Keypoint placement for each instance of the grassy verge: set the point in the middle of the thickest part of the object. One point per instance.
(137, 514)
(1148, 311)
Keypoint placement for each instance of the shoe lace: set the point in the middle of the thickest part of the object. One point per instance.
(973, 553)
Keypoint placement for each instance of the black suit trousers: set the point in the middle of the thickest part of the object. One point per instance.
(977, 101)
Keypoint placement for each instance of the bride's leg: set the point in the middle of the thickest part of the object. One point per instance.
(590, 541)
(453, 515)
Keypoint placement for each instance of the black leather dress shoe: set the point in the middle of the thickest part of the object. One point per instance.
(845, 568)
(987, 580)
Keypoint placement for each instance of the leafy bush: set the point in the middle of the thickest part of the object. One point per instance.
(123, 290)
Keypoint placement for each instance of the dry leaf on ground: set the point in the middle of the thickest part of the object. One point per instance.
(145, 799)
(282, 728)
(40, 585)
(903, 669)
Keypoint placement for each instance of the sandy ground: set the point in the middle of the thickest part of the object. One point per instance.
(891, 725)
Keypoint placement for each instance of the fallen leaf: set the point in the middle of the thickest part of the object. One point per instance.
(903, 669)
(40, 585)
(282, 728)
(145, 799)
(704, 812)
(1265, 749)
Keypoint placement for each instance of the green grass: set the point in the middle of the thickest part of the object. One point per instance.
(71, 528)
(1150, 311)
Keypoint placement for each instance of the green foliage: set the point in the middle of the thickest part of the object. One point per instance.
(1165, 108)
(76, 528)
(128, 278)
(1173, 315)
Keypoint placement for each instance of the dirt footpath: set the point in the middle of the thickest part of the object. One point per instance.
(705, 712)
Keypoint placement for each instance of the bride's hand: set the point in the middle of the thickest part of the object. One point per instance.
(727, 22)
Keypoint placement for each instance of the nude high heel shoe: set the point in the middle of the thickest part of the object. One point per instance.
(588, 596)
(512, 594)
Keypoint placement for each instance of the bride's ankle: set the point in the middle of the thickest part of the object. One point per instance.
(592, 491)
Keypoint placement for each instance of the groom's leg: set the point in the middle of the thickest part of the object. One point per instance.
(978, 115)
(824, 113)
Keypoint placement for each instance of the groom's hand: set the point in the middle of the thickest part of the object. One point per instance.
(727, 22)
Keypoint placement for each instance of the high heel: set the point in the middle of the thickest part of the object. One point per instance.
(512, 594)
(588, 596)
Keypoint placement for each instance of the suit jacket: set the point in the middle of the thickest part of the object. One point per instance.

## TASK STATEMENT
A word-for-word restatement of the data above is required.

## WRITTEN SOLUTION
Keypoint placement for each instance of the grassy verge: set the point in the middle of the thickest part of the object. One point per instance.
(137, 514)
(1148, 311)
Keypoint placement for each instance of the shoe lace: set the point in the middle of the thickest part of the object. One point per instance.
(973, 553)
Keypoint placement for each instance of the black suit trousers: set the point in the middle of the thickest part of the object. One point per instance.
(977, 101)
Keypoint placement for each instance of the bride's leg: set the point in the middle of the thickest part of the object. One point per instance.
(590, 541)
(453, 515)
Keypoint placement for each instance of the black leather dress shoe: set the point in the middle of the thickest part of the object. One point per instance.
(845, 568)
(987, 580)
Keypoint placement for each instance of the leafy bush: set the point in the middle of the thickest part of the object. One point per instance.
(123, 290)
Keypoint placement for each instance of the dry leaf on ground: set the point in the middle of the thickest part of the object. One point per instance.
(145, 799)
(282, 728)
(40, 585)
(903, 669)
Keypoint placement for each instance of the sandy ground: set the point in the middle of the thickest part of the object. One point per instance.
(891, 725)
Keypoint placement for each instance of the fallen leaf: set the point in the middle of the thickest part of the object. One point per instance.
(903, 669)
(40, 585)
(282, 728)
(145, 799)
(704, 812)
(1265, 749)
Keypoint placement for each instance of the green grass: set the point in the middle of the thickest part of the object. One point per instance.
(71, 528)
(1150, 311)
Keypoint placement for each instance of the green foliage: set the point in the middle of the thickest part of the object. One point per instance.
(1165, 108)
(76, 528)
(128, 278)
(1173, 315)
Keypoint placement for each instance of the dirt footpath: set the point in the middle of the thickest part of the object. One point per instance.
(705, 712)
Keypoint placement for each instance of the bride's hand: set the point in the middle of the thickest part of the object. One point per instance.
(727, 22)
Keypoint placement for each instance of the nude high heel shoe: set the point in the middle of the thickest part of the object. One point per instance.
(588, 596)
(512, 594)
Keypoint placement for each instance of the bride's ankle: set the point in the middle of the thickest part of the object. One point per instance.
(592, 491)
Keypoint placement for each instance of the groom's leg: set the point in the middle of the thickest part of the object. One point per instance.
(978, 115)
(824, 113)
Keypoint placement for each instance of the groom's hand: set the point in the middle of the thickest part of the object. One point per instance.
(727, 22)
Keypoint placement for each instance of the high heel: set the point in the middle of the thickest part of the object. One point per instance.
(512, 594)
(588, 596)
Keypoint placement for each instance of the suit jacket: set the point in the middle of the thickest part of the object. One point per instance.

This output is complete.